* [Yapılacak Çalışmalar]
**A.** Aşağıdaki metin bölümüne göre (i), (ii) ve (iii) ifadelerinin metinle uyuşup uyuşmadığını belirtin; her biri için evet ya da hayır yazın ve kararı belirleyen sözleri metinden aynen aktarın. (i) Ülkenin toplumsal alanı, toprakları kadar verimlidir. (ii) İktidardakiler terör sorununu çözmüştür. (iii) 15 Temmuz olayı bahane edilerek hukuksuzluklar kanun hükmünde kararnamelerle sürekli kılınmaya çalışılmaktadır.
**B.** Cumhuriyetin kuruluş ilkelerinin savsaklanmasını eleştiren aşağıdaki metin bölümünü, son cümlesinin ardından gelecek biçimde yazarak sürdürün.

* [Metin Bölümü]
Ülkemizin toprakları kadar toplumsal alanı çok verimli. Ulusal Kurtuluş Savaşı’nın amaçlarını, cumhuriyetin kuruluş ilkelerini ve yöneldiği düzeyi savsaklama ve sapkınlıkla gözardı edip Sevr’i unutarak Misak-ı Millî’ ye, Lozan’a ve özünü insanlık değerlerinin oluşturduğu “Yurtta barış, dünyada barış” ilkesinin kazandırdıklarını karalayıp devletimizin kurucularına saldıran aymazlar türedi. İktidardakilerin kötü örnek oluşturan tutum ve davranışlarıyla abuk sabuk söylemlerinin yol açıp şımarttığı bozuk yapılılar, her gün çekinmeden, savaş çığlıklarıyla toplumu kışkırtmayı sürdürüyor. Sözde milliyetçilik taslayarak, yurtseverlik yaldızlı konuşmalarıyla tehlikeli dönemeçlere uzanıyorlar. Ülkenin, başta terör olmak üzere, çözemedikleri sorunlarını bir yana bırakıp, dış ilişkilerde sakıncalı kalkışmalara girişiyorlar. 15 Temmuz olayını bahane ederek hukuksuzlukları kanun hükmünde kararnamelerle sürekli kılmaya çalışıyorlar. Ayrıca, kendilerinin neden olduğu, her istediklerini verdiklerini söyledikleri eski kankaları, ortaklık ve birliktelikleri açık Fethullahçıların yerine her yere, kendi adamlarını yerleştirme çabalarına her gün ağırlık veriyorlar. Partizanlığın yoğunlaşacağı açıktır.

* [Verilen Öğeler]
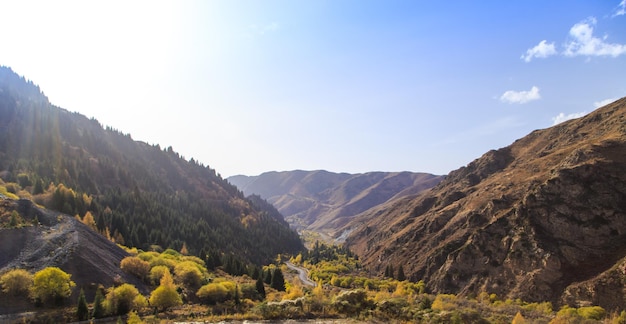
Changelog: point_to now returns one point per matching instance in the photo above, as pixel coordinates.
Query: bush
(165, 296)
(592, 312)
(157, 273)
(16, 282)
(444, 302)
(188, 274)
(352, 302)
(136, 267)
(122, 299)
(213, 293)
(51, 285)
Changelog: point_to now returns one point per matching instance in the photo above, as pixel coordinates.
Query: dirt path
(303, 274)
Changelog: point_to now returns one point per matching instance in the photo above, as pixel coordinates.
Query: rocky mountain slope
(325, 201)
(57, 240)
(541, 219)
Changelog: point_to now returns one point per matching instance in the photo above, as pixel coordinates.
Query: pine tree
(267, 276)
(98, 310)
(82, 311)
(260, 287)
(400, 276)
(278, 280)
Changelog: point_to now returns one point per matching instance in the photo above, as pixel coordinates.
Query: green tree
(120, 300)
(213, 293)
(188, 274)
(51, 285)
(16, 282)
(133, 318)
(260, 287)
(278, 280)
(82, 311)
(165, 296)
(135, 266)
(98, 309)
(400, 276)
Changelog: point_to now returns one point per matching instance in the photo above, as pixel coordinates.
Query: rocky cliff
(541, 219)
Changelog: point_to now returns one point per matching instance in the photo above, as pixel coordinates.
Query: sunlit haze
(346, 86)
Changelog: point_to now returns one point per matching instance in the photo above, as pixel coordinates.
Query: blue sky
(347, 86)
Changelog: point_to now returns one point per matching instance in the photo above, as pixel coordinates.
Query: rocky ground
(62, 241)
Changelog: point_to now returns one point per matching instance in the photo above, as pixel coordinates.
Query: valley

* [Alıştırma Yanıtları]
**A.**
(i) Evet: “Ülkemizin toprakları kadar toplumsal alanı çok verimli.”
(ii) Hayır: “başta terör olmak üzere, çözemedikleri sorunlarını bir yana bırakıp”
(iii) Evet: “15 Temmuz olayını bahane ederek hukuksuzlukları kanun hükmünde kararnamelerle sürekli kılmaya çalışıyorlar.”

**B.**
Ağırlığı yıllarca sürecek yargıdaki olumsuzluklarla üniversitelerdeki sarsıntılar partizanca ve tek adamlık dayatmalarıyla iyice çözümlenemez duruma getiriliyor. Silâhlı Kuvvetler’de yaşananların onarımı bir yana, devlet yapısındaki bozulmalar ürkütücü boyutunu koruyor. İktidarın demokrasiye karşı diktaya elverişli başkanlık sistemi tutkusu durumu büsbütün kötüleştiriyor. Önceki AKP’li yöneticilerin yargıç olarak atanmaları adalet konusundaki endişeleri artırmıştır.

NELER Mİ?

İktidar başlarının kurtarıcı ve kurucu büyüklerimizle, yakınlarını ve kazandırdıklarını karalayıp kötülemeleri zamanın ve ülkenin koşullarını gözetmeden sergiledikleri karşıtlık ve suçlamalarla sözde eleştirileri, kendi bilgisizlik ve yetersizliklerinin dışa vurumudur. Bu sakıncalı gidiş, kimi usdışı durumları da ateşlemektedir. Zihinsel sağlığı kuşkulu, insanlık ve yurttaşlık niteliklerinden yoksun medya soytarısı kimi sapkınlar, son günlerde, karşıt yayın organlarında, yandaşı oldukları iktidara güvenerek olacak, ATATÜRK ve İNÖNÜ’yle tanınmış cumhuriyetçi kimseleri, karalayan ve suçlayan çirkin anlatımlar, ahlâk ve insanlıkdışı yakıştırmalar, gerçekdışı olaylar, bilgisizlik, bağnazlık ve yobazlık yansıtan abuk sabuk konuşma ve yazılarla aşağılamaya çalışıyorlar. Yalanla örülü amaçlı savları, kişiliksizliklerinin yüzlerini daha çok kirletecek saçmalıklardır. Hukukdışı olayların son yıllarda artması rastlantı olamaz. 1980’li yıllarda Sabiha GÖKÇEN ile Özden (İNÖNÜ) TOKER’in şiddetle kınayıp reddettiği bu çirkin söylemleri uyduran ve yayanların bozukluklarını tanımlamak güçtür. Böyle kimselerin inançlı olmaları yalandır.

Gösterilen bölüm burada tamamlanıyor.